#### Consignes:
**A)** Répondez aux questions suivantes à partir du texte.
(i) Par quelle langue passe le mot oriental qui entre dans l'espagnol ?
(ii) Qu'est-ce qui a étendu la connaissance du latin là où les armes des Romains n'avaient pu pénétrer ?
(iii) De quelle langue vient le mot « arrhes » selon le texte ?
**B)** Recopiez le passage du texte compris entre « 8°. On pourra » et « des anciens Carthaginois. », bornes incluses, en substituant « Phéniciens » à « Carthaginois ».
**C)** Indiquez si chacun des énoncés suivants est conforme au texte, en répondant par oui ou par non et en citant les mots décisifs.
(i) Une possession durable apporte moins de mots dans un pays qu'une conquête passagère.
(ii) Un simple commerce apporte plus de mots qu'une conquête.
(iii) Les termes de commerce en usage chez nous sont notamment portugais, hollandais et anglais.

#### Texte:
7°. La date du mêlange des deux peuples, & du tems où les langues anciennes ont été remplacées par de nouvelles, ne sera pas moins utile; on ne tirera point d'une racine celtique le nom d'une ville bâtie, ou d'un art inventé sous les rois francs.
8°. On pourra encore comparer cette date à la quantité d'altération que le primitif aura dû souffrir pour produire le dérivé; car les mots, toutes choses d'ailleurs égales, ont reçu d'autant plus d'altération qu'ils ont été transmis par un plus grand nombre de générations, & sur - tout que les langues ont essuyé plus de révolutions dans cet intervalle. Un mot oriental qui aura passé dans l'espagnol par l'arabe, sera bien moins éloigné de sa racine que celui qui sera venu des anciens Carthaginois.
9°. La nature de la migration, la forme, la proportion, & la durée du mêlange qui en a résulté, peuvent aussi rendre probables ou improbables plusieurs conjectures; une conquête aura apporté bien plus de mots dans un pays, lorsqu'elle aura été accompagnée de transplantation d'habitans; une possession durable, plus qu'une conquête passagere; plus lorsque le conquérant a donné ses lois aux vaincus, que lorsqu'il les a laissés vivre selon leurs usages: une conquête en général, plus qu'un simple commerce. C'est en partie à ces causes combinées avec les révolutions postérieures, qu'il faut attribuer les différentes proportions dans le mêlange du latin avec les langues qu'on parle dans les différentes contrées soûmises autrefois aux Romains; proportions d'après lesquelles les étymologies tirées de cette langue auront, tout le reste égal, plus ou moins de probabilité; dans le mêlange, certaines classes d'objets garderont les noms que leur donnent le conquérant; d'autres, celui de la langue des vaincus;
10°. Lorsqu'il n'y a eu entre deux peuples qu'une simple liaison sans qu'ils se soient mêlangés, les mots qui passent d'une langue dans l'autre sont le plus ordinairement relatifs à l'objet de cette liaison. La religion chrétienne a étendu la connoissance du latin dans toutes les parties de l'Europe, où les armes des Romains n'avoient pû pénétrer. Un peuple adopte plus volontiers un mot nouveau avec une idée nouvelle, qu'il n'abandonne les noms des objets anciens, auxquels il est accoûtumé. Une étymologie latine d'un mot polonois ou irlandois, recevra donc un nouveau degré de probabilité, si ce mot est relatif au culte, aux mysteres, & aux autres objets de la religion. Par la même raison, s'il y a quelques mots auxquels on doive se permettre d'assigner une origine phénicienne ou hébraïque, ce sont les noms de certains objets relatifs aux premiers arts & au commerce; il n'est pas étonnant que ces peuples, qui les premiers ont commercé sur toutes les côtes de la Méditerranée, & qui ont fondé un grand nombre dé colonies dans toutes les îles de la Grece, y ayent porté les noms des choses ignorées des peuples sauvages chez lesquels ils trafiquoient, & sur - tout les termes de commerce. Il y aura même quelques - uns de ces mots que le commerce aura fait passer des Grecs à tous les Européens, & de ceux ci à toutes les autres nations. Tel est le mot de sac, qui signifie proprement en hébreu une étoffe grossitre, propre à emballer les marchandises. De tous les mots qui ne dérivent pas immédiatement de la nature, c'est peut - être le plus universellement répandu dans toutes les langues. Notre mot d'arrhes, arrhabon, est encore purement hébreu, & nous est venu par la même voie. Les termes de Commerce parmi nous sont portugais, hollandois, anglois, &c. suivant la date de chaque branche de commerce, & le lieu de son origine.

#### Extrait d'un fichier de données:
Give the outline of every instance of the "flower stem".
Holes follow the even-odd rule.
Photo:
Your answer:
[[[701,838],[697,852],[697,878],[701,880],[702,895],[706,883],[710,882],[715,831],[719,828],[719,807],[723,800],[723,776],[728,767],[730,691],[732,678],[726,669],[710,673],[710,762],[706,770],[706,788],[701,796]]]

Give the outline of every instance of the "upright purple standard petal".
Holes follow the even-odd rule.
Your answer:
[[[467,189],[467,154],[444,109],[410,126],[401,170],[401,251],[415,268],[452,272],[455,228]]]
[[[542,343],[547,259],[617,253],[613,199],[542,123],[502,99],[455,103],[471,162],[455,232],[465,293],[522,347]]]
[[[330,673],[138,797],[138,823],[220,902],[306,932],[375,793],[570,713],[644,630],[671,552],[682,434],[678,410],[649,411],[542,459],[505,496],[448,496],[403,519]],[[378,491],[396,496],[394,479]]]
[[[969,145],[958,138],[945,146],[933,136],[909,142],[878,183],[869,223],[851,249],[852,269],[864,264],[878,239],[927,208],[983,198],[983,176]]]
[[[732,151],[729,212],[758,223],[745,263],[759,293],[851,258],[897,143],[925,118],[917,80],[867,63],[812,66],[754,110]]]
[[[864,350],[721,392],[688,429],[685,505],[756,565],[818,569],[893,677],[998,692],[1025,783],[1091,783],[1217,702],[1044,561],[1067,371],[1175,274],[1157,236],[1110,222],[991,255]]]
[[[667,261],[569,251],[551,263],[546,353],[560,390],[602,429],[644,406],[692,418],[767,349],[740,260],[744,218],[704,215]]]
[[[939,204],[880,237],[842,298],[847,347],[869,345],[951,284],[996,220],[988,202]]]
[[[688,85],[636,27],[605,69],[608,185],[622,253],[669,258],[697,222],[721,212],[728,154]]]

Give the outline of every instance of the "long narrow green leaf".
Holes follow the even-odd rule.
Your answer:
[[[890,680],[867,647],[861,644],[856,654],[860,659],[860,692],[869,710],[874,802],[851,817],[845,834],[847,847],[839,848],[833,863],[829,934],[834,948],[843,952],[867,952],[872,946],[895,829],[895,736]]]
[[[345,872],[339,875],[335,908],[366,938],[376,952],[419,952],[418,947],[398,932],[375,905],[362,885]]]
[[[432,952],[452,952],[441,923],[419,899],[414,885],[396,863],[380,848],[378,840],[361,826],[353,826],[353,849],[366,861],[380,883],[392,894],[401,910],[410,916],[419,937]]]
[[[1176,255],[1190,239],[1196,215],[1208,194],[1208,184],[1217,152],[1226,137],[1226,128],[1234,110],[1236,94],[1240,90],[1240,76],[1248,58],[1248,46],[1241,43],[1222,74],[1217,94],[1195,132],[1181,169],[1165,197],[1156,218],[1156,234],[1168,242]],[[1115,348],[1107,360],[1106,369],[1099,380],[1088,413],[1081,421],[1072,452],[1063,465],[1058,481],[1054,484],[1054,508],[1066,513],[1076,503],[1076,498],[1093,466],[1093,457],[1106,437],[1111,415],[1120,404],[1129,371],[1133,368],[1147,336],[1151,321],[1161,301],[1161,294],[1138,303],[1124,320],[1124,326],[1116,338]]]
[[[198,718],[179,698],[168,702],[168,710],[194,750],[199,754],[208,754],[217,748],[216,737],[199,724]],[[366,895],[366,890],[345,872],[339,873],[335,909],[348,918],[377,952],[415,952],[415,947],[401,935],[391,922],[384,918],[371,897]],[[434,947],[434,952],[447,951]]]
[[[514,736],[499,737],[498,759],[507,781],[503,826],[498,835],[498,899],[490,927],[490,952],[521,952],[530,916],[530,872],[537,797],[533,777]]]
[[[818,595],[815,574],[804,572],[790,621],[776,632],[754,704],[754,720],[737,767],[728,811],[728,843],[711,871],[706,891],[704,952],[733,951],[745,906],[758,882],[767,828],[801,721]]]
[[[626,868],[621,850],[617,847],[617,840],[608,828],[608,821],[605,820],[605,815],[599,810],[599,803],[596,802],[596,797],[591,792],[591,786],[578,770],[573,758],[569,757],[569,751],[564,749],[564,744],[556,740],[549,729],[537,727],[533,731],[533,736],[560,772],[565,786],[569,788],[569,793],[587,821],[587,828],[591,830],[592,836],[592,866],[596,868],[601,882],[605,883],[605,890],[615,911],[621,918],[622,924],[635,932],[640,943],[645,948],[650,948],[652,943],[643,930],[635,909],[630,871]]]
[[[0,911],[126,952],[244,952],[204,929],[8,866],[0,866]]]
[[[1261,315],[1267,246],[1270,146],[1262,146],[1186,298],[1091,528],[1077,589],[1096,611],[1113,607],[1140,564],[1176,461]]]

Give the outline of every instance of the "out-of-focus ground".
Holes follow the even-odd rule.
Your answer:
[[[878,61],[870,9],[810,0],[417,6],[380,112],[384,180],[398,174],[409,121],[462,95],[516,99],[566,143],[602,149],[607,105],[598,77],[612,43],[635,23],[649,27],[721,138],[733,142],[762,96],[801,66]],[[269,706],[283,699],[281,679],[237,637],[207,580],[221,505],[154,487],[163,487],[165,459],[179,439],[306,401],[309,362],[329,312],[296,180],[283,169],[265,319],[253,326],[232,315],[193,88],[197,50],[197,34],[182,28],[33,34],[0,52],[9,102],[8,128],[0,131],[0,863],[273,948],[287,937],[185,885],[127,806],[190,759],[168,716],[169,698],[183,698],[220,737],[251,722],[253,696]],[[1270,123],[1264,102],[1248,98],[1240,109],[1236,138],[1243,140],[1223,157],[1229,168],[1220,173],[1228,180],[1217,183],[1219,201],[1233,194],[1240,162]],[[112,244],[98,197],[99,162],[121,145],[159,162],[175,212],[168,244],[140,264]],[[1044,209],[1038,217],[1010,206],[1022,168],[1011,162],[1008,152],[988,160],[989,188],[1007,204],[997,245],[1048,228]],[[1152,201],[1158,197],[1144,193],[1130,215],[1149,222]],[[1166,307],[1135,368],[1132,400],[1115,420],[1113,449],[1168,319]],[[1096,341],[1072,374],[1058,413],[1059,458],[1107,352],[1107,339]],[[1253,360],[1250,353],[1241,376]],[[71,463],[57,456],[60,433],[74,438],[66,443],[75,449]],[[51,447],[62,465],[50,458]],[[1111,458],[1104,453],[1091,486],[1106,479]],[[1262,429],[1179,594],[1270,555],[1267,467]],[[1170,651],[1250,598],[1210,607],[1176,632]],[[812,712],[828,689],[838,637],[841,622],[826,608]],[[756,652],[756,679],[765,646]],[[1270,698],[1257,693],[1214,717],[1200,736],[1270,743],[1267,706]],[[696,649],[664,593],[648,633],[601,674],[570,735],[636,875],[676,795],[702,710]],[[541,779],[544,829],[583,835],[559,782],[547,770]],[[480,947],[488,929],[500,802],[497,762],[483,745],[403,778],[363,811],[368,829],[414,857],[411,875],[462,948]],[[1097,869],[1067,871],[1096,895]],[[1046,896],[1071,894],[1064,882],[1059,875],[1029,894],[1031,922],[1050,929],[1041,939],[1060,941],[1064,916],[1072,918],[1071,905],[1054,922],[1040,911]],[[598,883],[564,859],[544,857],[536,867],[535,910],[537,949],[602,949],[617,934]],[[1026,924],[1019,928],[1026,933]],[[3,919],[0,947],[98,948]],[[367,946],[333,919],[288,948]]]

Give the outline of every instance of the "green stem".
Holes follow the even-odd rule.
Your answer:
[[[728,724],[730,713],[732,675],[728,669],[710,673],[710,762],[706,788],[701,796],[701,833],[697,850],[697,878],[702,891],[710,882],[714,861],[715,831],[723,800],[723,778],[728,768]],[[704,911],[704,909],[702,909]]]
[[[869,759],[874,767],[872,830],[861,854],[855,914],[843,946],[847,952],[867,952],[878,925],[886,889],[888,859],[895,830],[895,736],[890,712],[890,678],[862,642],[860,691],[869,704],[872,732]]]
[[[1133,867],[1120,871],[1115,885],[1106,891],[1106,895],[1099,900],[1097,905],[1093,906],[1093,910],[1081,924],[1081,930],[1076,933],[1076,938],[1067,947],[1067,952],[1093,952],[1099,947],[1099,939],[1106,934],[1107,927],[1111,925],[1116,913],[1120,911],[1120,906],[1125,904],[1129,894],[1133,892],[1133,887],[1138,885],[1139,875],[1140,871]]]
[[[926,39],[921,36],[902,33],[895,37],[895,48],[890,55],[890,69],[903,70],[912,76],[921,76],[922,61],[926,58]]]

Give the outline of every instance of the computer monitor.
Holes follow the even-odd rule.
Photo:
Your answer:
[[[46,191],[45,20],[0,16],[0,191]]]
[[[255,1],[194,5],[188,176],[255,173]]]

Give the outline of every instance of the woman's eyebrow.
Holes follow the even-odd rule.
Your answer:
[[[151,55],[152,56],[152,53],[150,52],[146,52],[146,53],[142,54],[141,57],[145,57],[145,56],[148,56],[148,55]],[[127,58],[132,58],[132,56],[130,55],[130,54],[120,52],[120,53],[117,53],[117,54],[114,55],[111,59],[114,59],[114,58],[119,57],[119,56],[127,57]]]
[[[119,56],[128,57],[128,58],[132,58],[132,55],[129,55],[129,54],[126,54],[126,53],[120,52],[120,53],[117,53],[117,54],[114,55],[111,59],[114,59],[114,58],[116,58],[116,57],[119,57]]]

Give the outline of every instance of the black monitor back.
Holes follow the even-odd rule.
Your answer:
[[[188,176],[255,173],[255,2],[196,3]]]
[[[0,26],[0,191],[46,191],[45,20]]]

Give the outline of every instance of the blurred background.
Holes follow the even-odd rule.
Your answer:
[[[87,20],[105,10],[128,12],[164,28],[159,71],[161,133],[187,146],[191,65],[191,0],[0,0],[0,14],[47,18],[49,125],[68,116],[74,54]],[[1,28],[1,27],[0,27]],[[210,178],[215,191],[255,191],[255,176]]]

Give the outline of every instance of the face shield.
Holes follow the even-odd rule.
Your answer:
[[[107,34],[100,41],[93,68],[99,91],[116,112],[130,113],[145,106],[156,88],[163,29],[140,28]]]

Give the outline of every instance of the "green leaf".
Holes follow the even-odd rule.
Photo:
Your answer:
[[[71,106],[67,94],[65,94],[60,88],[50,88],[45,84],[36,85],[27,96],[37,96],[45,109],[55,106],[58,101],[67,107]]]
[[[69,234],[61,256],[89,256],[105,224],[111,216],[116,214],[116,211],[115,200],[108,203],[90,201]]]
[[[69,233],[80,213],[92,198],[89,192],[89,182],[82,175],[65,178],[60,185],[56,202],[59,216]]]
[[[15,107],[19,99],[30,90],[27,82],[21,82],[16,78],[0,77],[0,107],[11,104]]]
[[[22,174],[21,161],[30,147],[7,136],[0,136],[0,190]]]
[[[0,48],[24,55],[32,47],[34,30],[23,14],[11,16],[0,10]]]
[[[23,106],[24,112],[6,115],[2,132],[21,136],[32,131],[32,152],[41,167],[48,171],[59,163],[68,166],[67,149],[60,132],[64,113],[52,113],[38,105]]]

#### Réponses:
**A)**
(i) Par l'arabe.
(ii) La religion chrétienne.
(iii) De l'hébreu.

**B)**
8°. On pourra encore comparer cette date à la quantité d'altération que le primitif aura dû souffrir pour produire le dérivé; car les mots, toutes choses d'ailleurs égales, ont reçu d'autant plus d'altération qu'ils ont été transmis par un plus grand nombre de générations, & sur - tout que les langues ont essuyé plus de révolutions dans cet intervalle. Un mot oriental qui aura passé dans l'espagnol par l'arabe, sera bien moins éloigné de sa racine que celui qui sera venu des anciens Phéniciens.

**C)**
(i) Non : « une possession durable, plus qu'une conquête passagere ».
(ii) Non : « une conquête en général, plus qu'un simple commerce ».
(iii) Oui : « Les termes de Commerce parmi nous sont portugais, hollandois, anglois, &c. »